§ 課題の目的: 病院の統廃合についての本文から、「当然、生き残れる病院と淘汰さ」と「うがいいのかということです。」の間の部分を、その両方を含めて一字も変えずに書き出す。

§ 本文:
━━━━
生き残る病院と潰れる病院がハッキリする
いま、医師たちの転職を促しているのは、新型コロナウイルス騒動だけが理由ではありません。実は、その背景に病院統廃合・病床機能再編が加速していることがあります。(病床機能には[1]高度急性期機能、[2]急性期機能、[3]回復期機能、[4]慢性期機能の4区分がありますが、詳しい内容は略します。)根底にあるのが人口問題です。これまでずっと少子高齢化が叫ばれてきましたが、これがもたらすのは人口減少。結果として生じるのが、日本の財政赤字、年々増え続ける社会保障費ということです。
そこで厚生労働省では、いわゆる“団塊の世代”が75歳以上になる2025年を目途に、各都道府県の医療ニーズの実情に応じた医療提供体制を再構築する地域医療構想を数年前より進めています。キーワードは利便性と機能性、要はスマート化。例えば、これまでバラバラで営業していた個人商店が、それぞれが応分の出資をして、ショッピングモールを立ち上げるようなものです。つまり、部分最適から全体最適へのシフトをしようということです。
当然、生き残れる病院と淘汰される病院がハッキリします。公立・公的病院は地域の実情により生き残る病院の属性は様々なようですが、民間病院において中核を担うのが、社会医療法人(一部の地域では公益財団法人も含まれる)。これは知事の認可を受け、幅広い分野から得られる収益を、病院などの本来事業に使うことができます。私自身、折に触れて、お会いする先生たちにこのことをお話してきました。それが最近よく「あなたのいった通りになってきたね」という評価をいただけるようになりました。
東海地方の公的総合病院の整形外科部長G先生もそうでした。先生は出身大学の医局に在籍し、ある医療センターに勤務していたのですが、昨年の春、公的機関のA総合病院へ異動する辞令が出ました。50歳を目前にして、医療センター時代から将来のキャリアを真剣に検討したようです。このまま異動すべきか、どこか別に新天地を求めるほうがいいのかということです。
━━━━
§ 与えられた情報:
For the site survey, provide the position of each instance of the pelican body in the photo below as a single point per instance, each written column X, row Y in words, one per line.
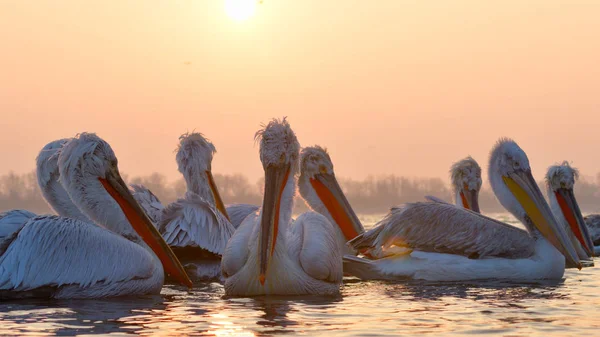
column 560, row 181
column 196, row 226
column 120, row 254
column 466, row 183
column 446, row 243
column 270, row 255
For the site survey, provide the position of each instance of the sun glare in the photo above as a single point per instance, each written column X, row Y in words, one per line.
column 240, row 10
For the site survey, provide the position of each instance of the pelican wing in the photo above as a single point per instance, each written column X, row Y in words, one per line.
column 238, row 212
column 436, row 199
column 51, row 251
column 444, row 228
column 193, row 222
column 11, row 223
column 236, row 253
column 313, row 241
column 149, row 202
column 593, row 223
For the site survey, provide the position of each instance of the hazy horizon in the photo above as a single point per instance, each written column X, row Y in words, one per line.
column 392, row 87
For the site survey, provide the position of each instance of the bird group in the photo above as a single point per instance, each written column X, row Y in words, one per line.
column 110, row 239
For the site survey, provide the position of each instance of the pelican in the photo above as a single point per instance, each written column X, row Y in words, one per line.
column 196, row 226
column 450, row 243
column 592, row 222
column 322, row 193
column 50, row 186
column 560, row 180
column 121, row 254
column 465, row 175
column 269, row 255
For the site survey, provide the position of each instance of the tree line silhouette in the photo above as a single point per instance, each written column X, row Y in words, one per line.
column 371, row 195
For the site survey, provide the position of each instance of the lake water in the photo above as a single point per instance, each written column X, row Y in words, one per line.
column 567, row 307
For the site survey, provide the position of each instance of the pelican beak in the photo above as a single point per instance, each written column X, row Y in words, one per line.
column 275, row 181
column 116, row 187
column 216, row 195
column 523, row 186
column 331, row 195
column 470, row 198
column 570, row 209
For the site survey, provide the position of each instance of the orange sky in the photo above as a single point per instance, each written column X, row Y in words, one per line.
column 402, row 87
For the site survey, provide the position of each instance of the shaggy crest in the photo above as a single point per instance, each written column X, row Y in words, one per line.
column 561, row 176
column 466, row 171
column 315, row 160
column 194, row 151
column 507, row 157
column 278, row 144
column 86, row 153
column 47, row 162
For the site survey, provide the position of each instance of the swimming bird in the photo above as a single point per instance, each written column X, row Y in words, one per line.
column 592, row 222
column 48, row 180
column 195, row 226
column 270, row 255
column 321, row 191
column 448, row 243
column 122, row 253
column 560, row 180
column 465, row 175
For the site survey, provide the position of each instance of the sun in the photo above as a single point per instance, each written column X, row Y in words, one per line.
column 240, row 10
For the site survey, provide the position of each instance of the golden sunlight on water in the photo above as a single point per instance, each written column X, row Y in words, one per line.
column 568, row 307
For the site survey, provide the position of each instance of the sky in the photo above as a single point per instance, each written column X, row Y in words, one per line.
column 389, row 86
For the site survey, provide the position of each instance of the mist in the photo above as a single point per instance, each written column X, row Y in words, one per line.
column 372, row 195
━━━━
§ 解答欄:
当然、生き残れる病院と淘汰される病院がハッキリします。公立・公的病院は地域の実情により生き残る病院の属性は様々なようですが、民間病院において中核を担うのが、社会医療法人(一部の地域では公益財団法人も含まれる)。これは知事の認可を受け、幅広い分野から得られる収益を、病院などの本来事業に使うことができます。私自身、折に触れて、お会いする先生たちにこのことをお話してきました。それが最近よく「あなたのいった通りになってきたね」という評価をいただけるようになりました。
東海地方の公的総合病院の整形外科部長G先生もそうでした。先生は出身大学の医局に在籍し、ある医療センターに勤務していたのですが、昨年の春、公的機関のA総合病院へ異動する辞令が出ました。50歳を目前にして、医療センター時代から将来のキャリアを真剣に検討したようです。このまま異動すべきか、どこか別に新天地を求めるほうがいいのかということです。